▶ _WORK TASK_
Could you return every record below exactly as it is written?

▶ _ENTRIES PROVIDED_
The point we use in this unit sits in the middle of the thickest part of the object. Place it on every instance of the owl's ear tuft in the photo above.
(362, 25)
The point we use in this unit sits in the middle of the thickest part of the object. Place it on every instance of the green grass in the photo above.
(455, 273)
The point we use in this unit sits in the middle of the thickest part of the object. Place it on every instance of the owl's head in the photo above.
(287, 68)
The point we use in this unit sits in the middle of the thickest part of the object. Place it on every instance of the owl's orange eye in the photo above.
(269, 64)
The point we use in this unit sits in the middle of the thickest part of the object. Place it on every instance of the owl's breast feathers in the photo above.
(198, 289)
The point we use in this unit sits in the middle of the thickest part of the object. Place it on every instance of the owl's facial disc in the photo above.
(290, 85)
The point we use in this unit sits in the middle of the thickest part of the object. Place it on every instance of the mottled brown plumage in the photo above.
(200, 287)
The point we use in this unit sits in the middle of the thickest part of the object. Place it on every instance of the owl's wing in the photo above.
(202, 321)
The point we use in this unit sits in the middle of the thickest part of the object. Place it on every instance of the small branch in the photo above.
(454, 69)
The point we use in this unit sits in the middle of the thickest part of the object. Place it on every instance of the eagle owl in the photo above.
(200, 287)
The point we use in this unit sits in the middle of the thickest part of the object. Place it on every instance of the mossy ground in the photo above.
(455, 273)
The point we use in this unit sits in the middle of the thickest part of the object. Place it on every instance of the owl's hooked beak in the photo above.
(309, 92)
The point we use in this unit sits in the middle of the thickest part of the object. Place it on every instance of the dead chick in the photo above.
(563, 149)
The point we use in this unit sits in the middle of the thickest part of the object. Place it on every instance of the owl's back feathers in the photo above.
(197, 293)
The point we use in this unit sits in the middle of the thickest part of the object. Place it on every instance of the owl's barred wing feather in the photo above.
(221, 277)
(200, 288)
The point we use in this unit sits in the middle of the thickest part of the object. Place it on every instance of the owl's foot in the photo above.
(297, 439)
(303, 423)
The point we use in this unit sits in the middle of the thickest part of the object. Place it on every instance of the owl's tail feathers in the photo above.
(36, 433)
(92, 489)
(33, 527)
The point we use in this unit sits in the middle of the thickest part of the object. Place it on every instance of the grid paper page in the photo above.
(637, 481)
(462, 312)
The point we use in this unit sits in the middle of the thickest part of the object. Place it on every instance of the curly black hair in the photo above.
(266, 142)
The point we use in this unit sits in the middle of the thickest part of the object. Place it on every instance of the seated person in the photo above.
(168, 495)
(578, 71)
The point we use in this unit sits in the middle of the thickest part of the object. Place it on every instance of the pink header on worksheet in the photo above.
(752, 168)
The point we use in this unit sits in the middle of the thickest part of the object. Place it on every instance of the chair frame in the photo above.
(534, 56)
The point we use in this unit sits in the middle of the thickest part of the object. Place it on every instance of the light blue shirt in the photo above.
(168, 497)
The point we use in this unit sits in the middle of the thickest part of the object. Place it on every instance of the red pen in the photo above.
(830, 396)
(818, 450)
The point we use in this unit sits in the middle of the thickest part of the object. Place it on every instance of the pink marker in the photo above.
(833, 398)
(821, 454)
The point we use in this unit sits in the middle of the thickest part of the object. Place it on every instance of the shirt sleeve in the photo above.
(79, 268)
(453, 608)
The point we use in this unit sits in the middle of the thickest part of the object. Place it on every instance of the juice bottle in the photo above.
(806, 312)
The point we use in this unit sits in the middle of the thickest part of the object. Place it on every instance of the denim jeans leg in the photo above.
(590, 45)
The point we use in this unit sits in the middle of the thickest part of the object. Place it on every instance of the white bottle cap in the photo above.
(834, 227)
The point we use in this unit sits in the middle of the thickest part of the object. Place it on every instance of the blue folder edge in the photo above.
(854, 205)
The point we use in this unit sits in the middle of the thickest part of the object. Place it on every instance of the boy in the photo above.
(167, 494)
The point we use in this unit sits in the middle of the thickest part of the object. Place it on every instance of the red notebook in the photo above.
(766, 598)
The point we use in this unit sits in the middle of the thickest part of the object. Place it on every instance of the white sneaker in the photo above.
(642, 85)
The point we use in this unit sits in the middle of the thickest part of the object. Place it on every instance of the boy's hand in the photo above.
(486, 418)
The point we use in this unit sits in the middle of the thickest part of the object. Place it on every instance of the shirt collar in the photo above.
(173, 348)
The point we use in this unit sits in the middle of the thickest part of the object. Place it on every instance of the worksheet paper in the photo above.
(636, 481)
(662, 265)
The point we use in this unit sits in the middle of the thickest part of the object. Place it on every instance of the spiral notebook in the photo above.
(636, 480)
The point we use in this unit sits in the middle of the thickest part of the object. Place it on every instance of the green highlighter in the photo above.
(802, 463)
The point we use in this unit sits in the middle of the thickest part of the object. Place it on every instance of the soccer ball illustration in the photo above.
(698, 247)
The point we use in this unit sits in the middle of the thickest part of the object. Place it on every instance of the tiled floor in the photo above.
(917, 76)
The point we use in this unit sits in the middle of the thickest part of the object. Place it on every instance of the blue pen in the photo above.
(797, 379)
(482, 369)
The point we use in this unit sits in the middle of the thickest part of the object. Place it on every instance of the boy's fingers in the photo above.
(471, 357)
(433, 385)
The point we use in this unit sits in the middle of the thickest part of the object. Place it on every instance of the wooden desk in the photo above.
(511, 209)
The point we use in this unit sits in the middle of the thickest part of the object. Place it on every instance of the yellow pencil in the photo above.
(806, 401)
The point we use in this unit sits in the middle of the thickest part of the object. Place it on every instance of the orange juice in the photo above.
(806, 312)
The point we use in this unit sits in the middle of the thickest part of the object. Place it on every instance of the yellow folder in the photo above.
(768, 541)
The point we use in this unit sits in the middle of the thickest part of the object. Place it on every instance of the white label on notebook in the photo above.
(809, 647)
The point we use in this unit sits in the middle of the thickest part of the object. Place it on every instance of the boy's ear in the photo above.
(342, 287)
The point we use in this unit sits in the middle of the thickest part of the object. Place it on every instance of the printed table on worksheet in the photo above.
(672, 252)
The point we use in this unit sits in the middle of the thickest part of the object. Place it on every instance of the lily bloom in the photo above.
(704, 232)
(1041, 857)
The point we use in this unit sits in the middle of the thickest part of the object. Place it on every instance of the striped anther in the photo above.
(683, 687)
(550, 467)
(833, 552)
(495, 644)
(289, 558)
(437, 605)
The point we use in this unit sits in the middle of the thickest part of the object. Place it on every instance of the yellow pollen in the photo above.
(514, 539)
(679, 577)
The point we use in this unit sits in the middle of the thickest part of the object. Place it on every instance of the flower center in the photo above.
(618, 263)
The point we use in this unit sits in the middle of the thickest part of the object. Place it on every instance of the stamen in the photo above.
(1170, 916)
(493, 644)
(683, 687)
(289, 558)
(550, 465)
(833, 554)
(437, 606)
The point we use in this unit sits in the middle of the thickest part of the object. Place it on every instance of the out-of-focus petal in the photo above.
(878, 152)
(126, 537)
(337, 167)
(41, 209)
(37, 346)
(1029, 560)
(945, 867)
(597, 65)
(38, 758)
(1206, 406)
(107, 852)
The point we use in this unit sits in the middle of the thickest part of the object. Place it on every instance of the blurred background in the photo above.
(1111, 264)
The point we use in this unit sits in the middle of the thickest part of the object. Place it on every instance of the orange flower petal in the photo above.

▶ _EXERCISE OUTPUT_
The point we use in this unit sits in the middle of the thickest part of the object. Place it on every instance of the owl's ear tuft in the photo above.
(362, 25)
The point we use in this unit sits in the middle of the thickest part of the object. Place it on every instance of the green grass in the photo above.
(455, 273)
The point we use in this unit sits in the middle of the thickest part of the object. Place it on every instance of the owl's head in the photo above.
(287, 68)
The point we use in this unit sits in the middle of the thickest part of the object. Place it on every instance of the owl's orange eye in the photo above.
(269, 64)
The point we use in this unit sits in the middle of the thickest part of the object. Place it on every instance of the owl's breast feathers in the photo above.
(198, 289)
The point we use in this unit sits in the middle of the thickest part of the object. Place it on every instance of the owl's facial disc in the photo above.
(290, 85)
The point we use in this unit sits in the middle of the thickest part of the object. Place it on every instance of the mottled brown plumage in the photo above.
(200, 287)
The point we use in this unit sits in the middle of the thickest part of the object. Place it on every instance of the owl's wing in the photo above.
(202, 321)
The point we use in this unit sits in the middle of the thickest part of the object. Place it on every instance of the small branch in the photo above.
(454, 69)
The point we use in this unit sits in the middle of the thickest part of the object. Place it on every instance of the eagle owl in the photo above.
(200, 287)
The point we use in this unit sits in the middle of the thickest part of the object. Place it on every instance of the mossy ground in the photo above.
(455, 273)
The point we use in this unit sits in the middle of the thickest part of the object. Place it on every instance of the owl's hooked beak in the photo above.
(309, 92)
The point we use in this unit sits in the middle of the thickest part of the object. Place it on every instance of the dead chick in the photo above.
(563, 149)
The point we use in this unit sits in the middle of the thickest part of the object. Place it on every instance of the owl's back feathers in the photo above.
(197, 293)
The point we use in this unit sits in the middle of the thickest part of the object. Place it on every instance of the owl's barred wing feather in the photo above.
(221, 277)
(200, 288)
The point we use in this unit sits in the middle of the thickest part of the object. Place it on every instance of the owl's foot in the photo above.
(297, 439)
(303, 423)
The point we use in this unit sits in the middle of the thickest part of the object. Place it on every instance of the owl's tail feathers in the photo above.
(36, 433)
(92, 489)
(33, 527)
The point we use in this unit sits in the middle of the thickest part of the object. Place it on every instance of the grid paper page in the photo above.
(637, 481)
(462, 312)
The point we use in this unit sits in the middle of the thickest part of the object. Place it on every instance of the curly black hair in the photo above.
(266, 142)
The point we use in this unit sits in the middle of the thickest part of the object. Place it on every instance of the seated person in the photo above.
(168, 495)
(578, 71)
The point we use in this unit sits in the middle of the thickest part of the object. Place it on every instance of the pink header on worksheet in the photo above.
(752, 168)
The point we use in this unit sits in the middle of the thickest part of the object. Place it on every instance of the chair frame in the photo above.
(534, 56)
The point we use in this unit sits in the middle of the thickest part of the object. Place it on every instance of the light blue shirt in the photo above.
(168, 497)
The point we use in this unit sits in the middle of the thickest part of the object. Place it on every instance of the red pen in the photo above.
(830, 396)
(818, 450)
The point we use in this unit sits in the middle of the thickest part of the object. Place it on every instance of the pink marker in the photo above.
(833, 398)
(821, 454)
The point we use in this unit sits in the middle of the thickest part of the object. Place it on every instance of the shirt sleeve in the photo above.
(79, 268)
(453, 608)
The point we use in this unit sits in the middle of the thickest part of the object. Place it on every instance of the juice bottle in the photo above.
(806, 312)
The point we use in this unit sits in the middle of the thickest part of the object. Place it on every instance of the denim jeans leg in the photo above.
(590, 45)
The point we use in this unit sits in the middle of the thickest part of the object. Place it on every instance of the white bottle cap in the photo above.
(834, 227)
The point we use in this unit sits in the middle of the thickest part of the object. Place it on every instance of the blue folder edge in the photo above.
(854, 205)
The point we use in this unit sits in the middle of the thickest part of the object. Place it on every instance of the boy in the photo above.
(167, 494)
The point we use in this unit sits in the middle of the thickest part of the object. Place it on every instance of the red notebook in the photo above.
(766, 598)
The point we use in this unit sits in the middle of the thickest part of the object. Place it on every instance of the white sneaker in the photo above.
(642, 85)
The point we use in this unit sits in the middle of the thickest part of the object. Place it on every instance of the boy's hand in the photo above.
(486, 418)
The point we use in this unit sits in the middle of the thickest part of the object. Place it on every instance of the shirt collar in the photo above.
(173, 348)
The point we use in this unit sits in the middle of the thickest part of the object. Place it on every instance of the worksheet paper in the photo above.
(636, 481)
(662, 265)
The point we use in this unit sits in the middle of the thickest part of the object. Place it on every instance of the spiral notebook in the photo above.
(636, 480)
The point we use in this unit sits in the middle of the thickest part of the object. Place it on every instance of the green highlighter in the photo above.
(802, 463)
The point we use in this unit sits in the middle of the thickest part of the object. Place it on every instance of the soccer ball illustration in the photo above.
(698, 247)
The point we use in this unit sits in the middle of the thickest part of the object. Place it on every instance of the tiled floor in the photo above.
(917, 76)
The point we use in this unit sits in the middle of the thickest part of the object. Place it on every instance of the blue pen in the photo above.
(797, 379)
(482, 369)
The point we use in this unit sits in the middle of the thickest part of the object. Place it on every instance of the boy's fingers in the photo above.
(471, 357)
(433, 385)
The point we use in this unit sits in the middle of the thickest part of the object. Place it on every instance of the wooden desk in the photo above.
(511, 209)
The point we use in this unit sits in the middle of the thickest part of the object. Place it on every instance of the yellow pencil in the photo above.
(806, 401)
The point we use in this unit sits in the middle of the thickest part of the object. Place it on every instance of the orange juice in the photo above.
(806, 312)
The point we use in this unit sits in the middle of the thickest part of the object. Place it on every instance of the yellow folder in the photo above.
(768, 541)
The point we use in this unit sits in the middle of the thickest part of the object. Place it on every instance of the white label on notebook in the photo above.
(809, 647)
The point we use in this unit sits in the middle of the thickest part of the object. Place it on every instance of the boy's ear in the photo above.
(342, 287)
The point we use in this unit sits in the middle of the thickest part of the object. Place it on every instance of the printed table on worksheet in the photo above.
(672, 252)
The point we use in this unit sits in the middle of the thickest part of the object. Place it on every instance of the lily bloom in the photo above.
(704, 232)
(1041, 857)
The point we use in this unit sits in the middle of the thickest part of the object. Place it on every instance of the striped anther in the photo above.
(683, 687)
(550, 467)
(833, 552)
(495, 644)
(289, 558)
(437, 605)
The point we use in this unit sits in the middle of the thickest part of the object. Place it on every instance of the yellow pollen in the photo above.
(514, 539)
(679, 577)
The point we use in this unit sits in the middle of the thickest part of the object. Place it on every instance of the flower center in the photo above.
(618, 263)
The point we use in this unit sits in the middle of the thickest part of the object. Place it on every instance of the stamen in the photo above.
(1170, 916)
(493, 644)
(683, 687)
(289, 558)
(550, 465)
(833, 554)
(437, 606)
The point we use in this unit sits in the middle of the thickest part of the object. Place it on every instance of the out-of-focus petal in the photo above.
(878, 152)
(126, 537)
(337, 167)
(41, 209)
(37, 346)
(1029, 560)
(945, 867)
(597, 65)
(38, 758)
(1206, 406)
(107, 852)
The point we use in this unit sits in the middle of the thickest part of the object. Place it on every instance of the blurred background in the photo above.
(1111, 264)
The point we use in this unit sits in the middle of the thickest part of the object. Place it on every instance of the orange flower petal in the photo above.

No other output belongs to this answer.